··· Source data ···

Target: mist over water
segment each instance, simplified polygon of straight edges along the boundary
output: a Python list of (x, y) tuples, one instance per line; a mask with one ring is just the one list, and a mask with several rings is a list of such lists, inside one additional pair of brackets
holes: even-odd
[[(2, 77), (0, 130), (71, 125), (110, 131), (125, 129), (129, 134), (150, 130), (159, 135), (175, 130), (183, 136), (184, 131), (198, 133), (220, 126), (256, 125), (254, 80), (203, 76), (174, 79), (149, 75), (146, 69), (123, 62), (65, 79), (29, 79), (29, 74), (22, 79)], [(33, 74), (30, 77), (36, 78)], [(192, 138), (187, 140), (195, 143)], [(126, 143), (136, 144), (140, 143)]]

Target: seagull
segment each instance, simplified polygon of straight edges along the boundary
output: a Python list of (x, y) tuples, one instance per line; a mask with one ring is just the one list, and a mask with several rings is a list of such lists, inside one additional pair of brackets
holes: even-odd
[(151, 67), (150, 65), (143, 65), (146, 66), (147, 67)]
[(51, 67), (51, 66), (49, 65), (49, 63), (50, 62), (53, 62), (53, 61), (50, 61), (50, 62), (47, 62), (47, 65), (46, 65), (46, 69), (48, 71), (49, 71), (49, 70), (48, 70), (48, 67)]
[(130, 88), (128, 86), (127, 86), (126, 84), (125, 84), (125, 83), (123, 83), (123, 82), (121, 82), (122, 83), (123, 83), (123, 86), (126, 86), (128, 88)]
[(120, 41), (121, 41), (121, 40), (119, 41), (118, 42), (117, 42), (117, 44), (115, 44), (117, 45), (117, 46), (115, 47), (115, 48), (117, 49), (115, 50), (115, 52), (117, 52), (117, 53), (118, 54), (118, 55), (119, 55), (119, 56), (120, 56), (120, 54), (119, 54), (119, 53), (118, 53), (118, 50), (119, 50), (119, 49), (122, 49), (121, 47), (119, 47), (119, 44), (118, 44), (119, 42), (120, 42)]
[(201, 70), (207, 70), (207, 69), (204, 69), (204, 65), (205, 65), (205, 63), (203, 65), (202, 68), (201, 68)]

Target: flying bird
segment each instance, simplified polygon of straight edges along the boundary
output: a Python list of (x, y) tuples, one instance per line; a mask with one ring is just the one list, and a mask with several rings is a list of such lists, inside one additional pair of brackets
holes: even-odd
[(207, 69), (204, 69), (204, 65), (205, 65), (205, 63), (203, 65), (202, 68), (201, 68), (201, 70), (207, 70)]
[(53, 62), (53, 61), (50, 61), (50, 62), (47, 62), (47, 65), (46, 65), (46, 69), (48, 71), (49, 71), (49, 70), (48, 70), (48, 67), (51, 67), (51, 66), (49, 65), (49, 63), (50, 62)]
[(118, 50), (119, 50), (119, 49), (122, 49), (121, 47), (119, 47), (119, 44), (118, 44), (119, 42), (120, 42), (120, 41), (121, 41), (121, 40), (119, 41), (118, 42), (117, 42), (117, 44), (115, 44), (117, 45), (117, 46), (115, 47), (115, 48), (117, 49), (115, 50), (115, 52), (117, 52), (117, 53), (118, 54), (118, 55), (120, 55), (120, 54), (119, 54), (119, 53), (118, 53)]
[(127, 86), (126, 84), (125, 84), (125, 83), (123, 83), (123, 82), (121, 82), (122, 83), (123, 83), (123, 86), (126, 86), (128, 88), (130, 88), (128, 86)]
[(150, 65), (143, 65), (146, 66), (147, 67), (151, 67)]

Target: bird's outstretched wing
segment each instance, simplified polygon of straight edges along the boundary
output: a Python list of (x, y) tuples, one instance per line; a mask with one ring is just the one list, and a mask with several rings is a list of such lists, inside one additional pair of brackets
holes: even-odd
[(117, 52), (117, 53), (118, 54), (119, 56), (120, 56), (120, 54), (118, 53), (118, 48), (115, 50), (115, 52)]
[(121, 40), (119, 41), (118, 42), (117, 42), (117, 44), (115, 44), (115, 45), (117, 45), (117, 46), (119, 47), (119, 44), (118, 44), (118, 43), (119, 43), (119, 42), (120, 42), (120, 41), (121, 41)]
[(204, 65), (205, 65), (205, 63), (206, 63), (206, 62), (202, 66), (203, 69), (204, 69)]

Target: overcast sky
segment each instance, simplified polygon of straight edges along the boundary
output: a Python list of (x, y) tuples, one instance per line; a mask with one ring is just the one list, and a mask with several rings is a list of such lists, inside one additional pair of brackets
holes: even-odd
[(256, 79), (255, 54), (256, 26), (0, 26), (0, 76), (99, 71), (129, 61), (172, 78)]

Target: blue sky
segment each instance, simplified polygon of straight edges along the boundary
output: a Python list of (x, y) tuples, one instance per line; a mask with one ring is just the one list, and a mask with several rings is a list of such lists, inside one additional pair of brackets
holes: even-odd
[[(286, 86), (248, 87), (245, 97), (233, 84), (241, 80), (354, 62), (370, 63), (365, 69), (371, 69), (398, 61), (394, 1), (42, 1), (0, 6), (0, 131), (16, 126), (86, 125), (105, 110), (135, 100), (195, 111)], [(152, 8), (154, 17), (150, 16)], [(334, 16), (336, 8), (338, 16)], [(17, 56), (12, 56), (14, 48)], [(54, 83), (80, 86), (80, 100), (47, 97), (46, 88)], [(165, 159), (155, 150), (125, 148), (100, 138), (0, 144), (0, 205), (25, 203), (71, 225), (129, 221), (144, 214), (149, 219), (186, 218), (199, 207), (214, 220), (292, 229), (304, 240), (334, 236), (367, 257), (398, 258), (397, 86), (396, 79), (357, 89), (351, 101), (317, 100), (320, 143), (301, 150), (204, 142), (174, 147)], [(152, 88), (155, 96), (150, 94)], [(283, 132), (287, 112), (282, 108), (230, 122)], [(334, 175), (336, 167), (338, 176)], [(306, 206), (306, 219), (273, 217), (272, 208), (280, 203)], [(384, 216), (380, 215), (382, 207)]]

···

Copy out the material above word for word, from its very beginning down to and including the line that contains "144), (140, 143)]]".

- **Answer to this exercise**
Target: mist over water
segment each instance, simplified polygon of straight edges along the boundary
output: a Python list of (x, y) tuples, one instance per line; a mask with one ring is just the one list, and a mask with several rings is a list of such lists, inside one additional pair of brackets
holes: even-odd
[[(2, 77), (0, 130), (71, 125), (110, 131), (125, 129), (129, 134), (150, 130), (159, 135), (175, 130), (183, 136), (184, 131), (198, 133), (220, 126), (256, 125), (254, 80), (203, 76), (174, 79), (149, 75), (146, 69), (123, 62), (65, 79), (29, 79), (29, 74), (22, 79)], [(33, 74), (30, 77), (36, 78)], [(192, 138), (187, 140), (195, 143)], [(126, 143), (136, 144), (140, 143)]]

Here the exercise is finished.